Content starts
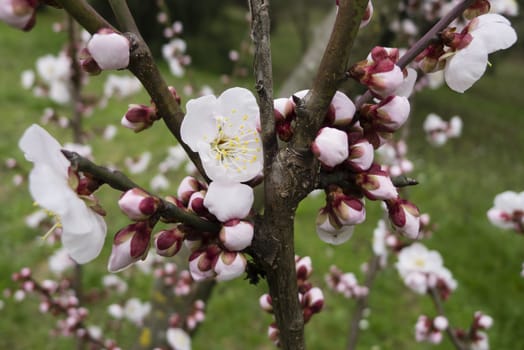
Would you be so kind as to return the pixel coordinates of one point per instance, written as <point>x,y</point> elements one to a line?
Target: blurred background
<point>458,180</point>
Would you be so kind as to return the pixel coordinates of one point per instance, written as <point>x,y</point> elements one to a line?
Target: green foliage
<point>457,184</point>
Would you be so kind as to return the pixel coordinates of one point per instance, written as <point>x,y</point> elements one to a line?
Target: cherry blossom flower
<point>489,33</point>
<point>508,211</point>
<point>178,339</point>
<point>224,132</point>
<point>83,230</point>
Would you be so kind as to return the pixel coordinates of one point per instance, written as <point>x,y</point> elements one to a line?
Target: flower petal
<point>199,123</point>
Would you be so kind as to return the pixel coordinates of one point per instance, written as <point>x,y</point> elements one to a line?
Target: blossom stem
<point>422,43</point>
<point>437,301</point>
<point>120,182</point>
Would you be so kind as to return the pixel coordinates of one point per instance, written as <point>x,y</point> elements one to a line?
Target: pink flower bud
<point>187,187</point>
<point>18,13</point>
<point>138,205</point>
<point>314,299</point>
<point>139,117</point>
<point>331,146</point>
<point>361,154</point>
<point>349,210</point>
<point>201,262</point>
<point>129,245</point>
<point>110,50</point>
<point>236,235</point>
<point>376,184</point>
<point>405,217</point>
<point>367,15</point>
<point>169,242</point>
<point>391,113</point>
<point>229,265</point>
<point>266,303</point>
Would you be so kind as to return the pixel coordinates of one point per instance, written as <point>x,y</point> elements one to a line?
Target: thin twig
<point>120,182</point>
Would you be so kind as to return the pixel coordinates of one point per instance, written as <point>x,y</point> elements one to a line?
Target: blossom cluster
<point>422,270</point>
<point>311,298</point>
<point>345,283</point>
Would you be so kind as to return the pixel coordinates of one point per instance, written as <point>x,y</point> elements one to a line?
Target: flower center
<point>235,152</point>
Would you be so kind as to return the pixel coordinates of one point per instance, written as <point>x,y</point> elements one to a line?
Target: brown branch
<point>362,302</point>
<point>433,292</point>
<point>331,72</point>
<point>120,182</point>
<point>423,42</point>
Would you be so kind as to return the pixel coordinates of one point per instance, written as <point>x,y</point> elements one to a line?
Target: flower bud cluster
<point>57,298</point>
<point>430,330</point>
<point>439,131</point>
<point>20,14</point>
<point>105,50</point>
<point>508,211</point>
<point>193,318</point>
<point>345,283</point>
<point>311,298</point>
<point>476,336</point>
<point>392,155</point>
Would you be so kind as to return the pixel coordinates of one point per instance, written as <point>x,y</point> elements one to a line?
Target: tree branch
<point>120,182</point>
<point>124,17</point>
<point>433,292</point>
<point>331,72</point>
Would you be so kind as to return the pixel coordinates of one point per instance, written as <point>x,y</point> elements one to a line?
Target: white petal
<point>466,66</point>
<point>85,247</point>
<point>199,124</point>
<point>229,200</point>
<point>495,32</point>
<point>338,237</point>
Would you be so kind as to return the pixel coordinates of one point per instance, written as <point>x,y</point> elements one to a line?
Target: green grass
<point>457,184</point>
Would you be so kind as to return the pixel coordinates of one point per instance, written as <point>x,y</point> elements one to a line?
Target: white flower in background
<point>139,164</point>
<point>121,86</point>
<point>504,7</point>
<point>173,52</point>
<point>224,132</point>
<point>136,311</point>
<point>27,79</point>
<point>60,261</point>
<point>508,211</point>
<point>83,230</point>
<point>490,33</point>
<point>178,339</point>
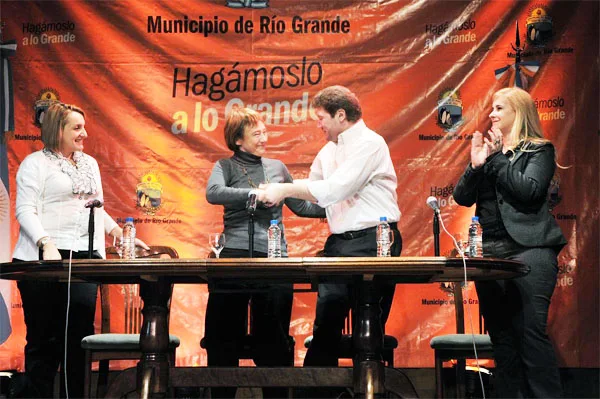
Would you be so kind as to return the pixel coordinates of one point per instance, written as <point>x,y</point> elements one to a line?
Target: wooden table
<point>368,378</point>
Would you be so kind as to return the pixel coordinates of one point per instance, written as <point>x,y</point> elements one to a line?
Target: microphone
<point>252,202</point>
<point>433,204</point>
<point>94,204</point>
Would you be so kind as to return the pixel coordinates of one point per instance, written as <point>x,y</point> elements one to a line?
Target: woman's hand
<point>50,252</point>
<point>479,150</point>
<point>270,194</point>
<point>496,141</point>
<point>140,243</point>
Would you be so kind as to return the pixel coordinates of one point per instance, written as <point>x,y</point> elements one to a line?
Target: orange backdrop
<point>155,92</point>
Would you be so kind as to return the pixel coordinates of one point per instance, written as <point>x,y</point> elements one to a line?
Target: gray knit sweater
<point>229,184</point>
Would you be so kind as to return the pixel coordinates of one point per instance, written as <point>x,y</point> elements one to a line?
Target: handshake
<point>266,195</point>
Content ends
Pictures stay out; everything else in the listing above gets repeated exactly.

Would you be so kind as to return the pixel coordinates of one point per instance, written as <point>x,y</point> elements one to a line?
Target: blurred background
<point>458,180</point>
Would you be so kind as to return the pixel coordinates of one point per instance, written as <point>x,y</point> elements one to a line?
Target: green foliage
<point>457,184</point>
Would you be so kind as to return the pixel coordinates of one point per instance, written as <point>x,y</point> elements one to a line?
Target: cherry blossom flower
<point>489,33</point>
<point>508,211</point>
<point>178,339</point>
<point>224,132</point>
<point>83,230</point>
Would you be so kind as to return the pixel coordinates of one point per instance, written as <point>x,y</point> elements one to a line?
Target: flower petal
<point>199,123</point>
Would you be so kind as to return the pixel coordinates of one point per instance, written as <point>x,y</point> elements one to a line?
Target: blossom stem
<point>422,43</point>
<point>437,301</point>
<point>120,182</point>
Would you be so kind as to return the pixel coordinates of one point per instance, written as <point>x,y</point> elements one to a line?
Target: pink flower bud
<point>187,187</point>
<point>18,13</point>
<point>138,205</point>
<point>314,299</point>
<point>139,117</point>
<point>331,146</point>
<point>361,154</point>
<point>349,210</point>
<point>201,262</point>
<point>129,245</point>
<point>110,50</point>
<point>236,235</point>
<point>376,184</point>
<point>405,217</point>
<point>367,15</point>
<point>169,242</point>
<point>391,113</point>
<point>229,265</point>
<point>266,303</point>
Would you be so kind as to return the pixel coordinates of one point per instance, written as <point>x,y</point> elements one to a line?
Target: thin twig
<point>120,182</point>
Would you be so kind as to return the pixel coordinates of one point per instance, written as <point>x,y</point> elements one to a line?
Target: blossom cluster
<point>422,270</point>
<point>311,298</point>
<point>345,283</point>
Would you be so kind as to return the pixel coordinates of one point per instance, written as <point>x,y</point> elements one to a line?
Target: flower center
<point>235,152</point>
Would you be so kind as to return the pixel coordinates of one point per instance, written as <point>x,y</point> elements one to a line?
Target: brown branch
<point>362,302</point>
<point>433,292</point>
<point>331,72</point>
<point>120,182</point>
<point>423,42</point>
Would you be so kind as to return the pixel coordinates of one point per instance, written as <point>x,y</point> elements one to a line?
Target: flower bud cluster
<point>57,298</point>
<point>430,330</point>
<point>439,131</point>
<point>20,14</point>
<point>105,50</point>
<point>508,211</point>
<point>193,318</point>
<point>345,283</point>
<point>311,298</point>
<point>476,336</point>
<point>392,155</point>
Would you be so kind as to return the pixel coordinates of one point per instance, written as <point>x,y</point> elements one to a line?
Target: tree branch
<point>120,182</point>
<point>124,17</point>
<point>433,292</point>
<point>331,72</point>
Would you be so kind as to return the pixel coordinates of one point per instance, written as <point>x,y</point> elements one to a line?
Target: white petal
<point>466,66</point>
<point>85,247</point>
<point>199,124</point>
<point>229,200</point>
<point>495,32</point>
<point>338,237</point>
Would you be so kind as to return the pixel coordinates of one point per instance, written as <point>x,y</point> elements one to a line?
Target: green grass
<point>457,184</point>
Would you be so kind as to return the pixel coordinates of one point per instance, written as <point>x,y</point> elements one to a line?
Target: white flower in background
<point>139,164</point>
<point>121,86</point>
<point>504,7</point>
<point>173,52</point>
<point>224,132</point>
<point>136,311</point>
<point>27,79</point>
<point>60,261</point>
<point>508,211</point>
<point>83,230</point>
<point>490,33</point>
<point>178,339</point>
Would you be so kind as to return the pixel coordinates of one point per instance, written as <point>x,y</point> elements one to a line?
Target: wooden table
<point>368,378</point>
Would you be so kind as to return the pixel coordinates of one point per instance, written as <point>x,y</point> elements one to a line?
Target: microphone
<point>252,202</point>
<point>433,204</point>
<point>94,204</point>
Would you be so kind as to return the pixel coordinates of one point per instance, written as <point>x,y</point> elements one to a line?
Target: woman's hand
<point>50,252</point>
<point>479,150</point>
<point>270,194</point>
<point>496,141</point>
<point>140,243</point>
Would you be so kind as to return the pixel coordinates of one point per instance, written as <point>x,y</point> elements one to a line?
Target: orange backdrop
<point>155,92</point>
Would you be so kind as to return the pixel coordinates of one point per instance, written as <point>x,y</point> elements one to a line?
Target: gray knit sweater
<point>229,184</point>
Would you be so kind as to return the pixel coordinates of one point per instance, written as <point>x,y</point> elements one to a line?
Target: handshake
<point>266,195</point>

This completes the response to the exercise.